> _What the task requires_
Transcribe the data that follows, exactly and in full.

[Items from a data source]
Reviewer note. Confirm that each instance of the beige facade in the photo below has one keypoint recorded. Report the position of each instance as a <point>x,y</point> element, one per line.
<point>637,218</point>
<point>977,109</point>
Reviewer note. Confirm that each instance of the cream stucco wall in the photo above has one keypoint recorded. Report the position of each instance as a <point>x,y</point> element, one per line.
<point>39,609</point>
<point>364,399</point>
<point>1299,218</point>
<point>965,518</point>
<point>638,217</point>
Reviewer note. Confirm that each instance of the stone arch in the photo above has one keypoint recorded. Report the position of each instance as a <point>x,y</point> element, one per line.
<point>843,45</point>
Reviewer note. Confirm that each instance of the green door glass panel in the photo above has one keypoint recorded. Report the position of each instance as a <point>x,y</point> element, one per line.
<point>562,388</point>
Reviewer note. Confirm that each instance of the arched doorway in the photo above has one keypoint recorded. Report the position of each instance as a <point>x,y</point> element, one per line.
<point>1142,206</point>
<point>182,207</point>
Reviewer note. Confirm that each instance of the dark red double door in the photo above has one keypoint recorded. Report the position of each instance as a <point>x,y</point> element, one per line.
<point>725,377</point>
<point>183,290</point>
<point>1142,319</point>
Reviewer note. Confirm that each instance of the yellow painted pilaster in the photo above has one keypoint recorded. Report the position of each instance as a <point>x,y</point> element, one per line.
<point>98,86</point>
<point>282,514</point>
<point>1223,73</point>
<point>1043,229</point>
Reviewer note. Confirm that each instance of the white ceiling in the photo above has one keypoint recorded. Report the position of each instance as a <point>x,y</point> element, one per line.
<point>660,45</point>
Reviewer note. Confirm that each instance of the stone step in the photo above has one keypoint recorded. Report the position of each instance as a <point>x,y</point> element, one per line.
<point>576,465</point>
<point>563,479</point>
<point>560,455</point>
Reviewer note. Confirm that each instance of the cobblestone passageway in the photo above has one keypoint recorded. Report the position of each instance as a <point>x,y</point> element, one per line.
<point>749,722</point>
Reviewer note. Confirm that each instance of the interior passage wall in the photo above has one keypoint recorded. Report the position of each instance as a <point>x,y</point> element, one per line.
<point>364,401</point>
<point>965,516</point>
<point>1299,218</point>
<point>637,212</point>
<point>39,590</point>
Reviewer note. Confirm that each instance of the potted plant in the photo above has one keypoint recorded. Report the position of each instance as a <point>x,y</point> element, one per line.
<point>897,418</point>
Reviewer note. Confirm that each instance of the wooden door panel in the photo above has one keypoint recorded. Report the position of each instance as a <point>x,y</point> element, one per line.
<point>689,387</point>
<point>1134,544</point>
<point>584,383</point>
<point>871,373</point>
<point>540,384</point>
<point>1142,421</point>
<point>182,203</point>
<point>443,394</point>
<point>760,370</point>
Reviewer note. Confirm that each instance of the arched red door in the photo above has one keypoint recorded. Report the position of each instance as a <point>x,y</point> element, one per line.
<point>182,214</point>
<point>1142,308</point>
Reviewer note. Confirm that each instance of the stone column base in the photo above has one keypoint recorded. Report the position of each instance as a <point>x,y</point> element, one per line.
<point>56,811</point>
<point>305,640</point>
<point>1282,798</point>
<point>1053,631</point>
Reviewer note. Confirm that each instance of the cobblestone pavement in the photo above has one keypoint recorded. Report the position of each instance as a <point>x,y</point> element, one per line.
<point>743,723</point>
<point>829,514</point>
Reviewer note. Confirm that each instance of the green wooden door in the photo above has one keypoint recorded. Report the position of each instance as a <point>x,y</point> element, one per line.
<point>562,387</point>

> _Answer_
Reviewer note. Confirm that each instance of the beige facade in the photo below has one keypoint recorded. Report the position of each instance as a <point>x,y</point> element, one per line.
<point>637,218</point>
<point>977,109</point>
Reviewer note. Confirm that each instance of the cream stucco wall in the photo above has one keypoint recorded. Report the position of each instance as a <point>x,y</point> element, one per line.
<point>39,609</point>
<point>364,399</point>
<point>1299,218</point>
<point>965,518</point>
<point>638,217</point>
Reviewer note. Confirm that each instance of the stone arch in the photo above has one keypoint recorded. Report the position of each instance as a <point>x,y</point> element, one per line.
<point>843,45</point>
Reviewer note. Confirm that each instance of the green door glass panel in the photo above has one keypoint recorded. Report the position of each instance as a <point>x,y</point> element, one per line.
<point>562,388</point>
Reviewer note. Confirm that each instance of the arched doorway in the photo above has one keypoint recorded. Report the position of each instance as a <point>x,y</point> element, one per line.
<point>1142,206</point>
<point>182,207</point>
Reviewer note. Confirm that each instance of the dark red double door in the photo above has one keypoint recorded. Report the position of each instance as a <point>x,y</point> element, one per line.
<point>725,377</point>
<point>183,290</point>
<point>1142,319</point>
Reviewer note. Confirm that each instance of the yellow painted pilaster in the photo above has one keypoint recorded. Report the position of each instance as a <point>x,y</point> element, one per line.
<point>98,86</point>
<point>282,514</point>
<point>1223,73</point>
<point>1043,229</point>
Reviewer note. Confirm that each instance of the white ceiling in the photo above has one keypoint recorded. Report the position of each instance as a <point>x,y</point> element, one per line.
<point>660,45</point>
Reviewer note. Confirm that each instance of the stone step in the photo above has one keypoint recorded. Report the position of each instance as a <point>x,y</point> element, one per line.
<point>576,465</point>
<point>563,479</point>
<point>560,455</point>
Reviewer note. Confirm that each instance of the cobblestone passageway in the photo above has one keypoint recorded. Report the position of each instance as a <point>x,y</point> element, one per line.
<point>749,722</point>
Reviewer note. Confirm that each instance of the interior passage wall in the photo above has one keypoint recorded. Report the position of each instance as a <point>x,y</point> element, one per line.
<point>364,401</point>
<point>965,516</point>
<point>1299,218</point>
<point>637,212</point>
<point>39,590</point>
Reviewer note. Confirm that each instance of the potted plant in the photo above has one keypoint recorded. Report the position of each instance as a <point>x,y</point> element, one per line.
<point>897,418</point>
Reviewer note. Confirm that each instance of the wooden door panel in the photo above has one keypoint recorded. Report the position of each instance as a <point>x,y</point> element, one per line.
<point>689,387</point>
<point>1134,544</point>
<point>584,383</point>
<point>871,373</point>
<point>540,384</point>
<point>1142,421</point>
<point>182,203</point>
<point>443,394</point>
<point>760,370</point>
Reviewer note. Confirm that each instance of the arched red door in the photo above has one keypoint recorded. Report the position of each instance as a <point>x,y</point> element, one per line.
<point>182,214</point>
<point>1142,308</point>
Reviewer note. Confirm that each instance of the stone column base in the photo above has one keypoint recorded. Report the position of each instance as a <point>x,y</point> element, one per line.
<point>56,811</point>
<point>305,640</point>
<point>1282,798</point>
<point>1053,631</point>
Reviewer note. Confirm that each instance of the cobblestone pavement in the photo above has one keypoint recorded. Report the position of each instance as a <point>x,y</point> element, one per line.
<point>743,723</point>
<point>829,514</point>
Reviewer note. Confirm that each instance of the green wooden door in the photo above has one keypoint recorded. Report the position of each instance as a <point>x,y</point> element, one per line.
<point>562,387</point>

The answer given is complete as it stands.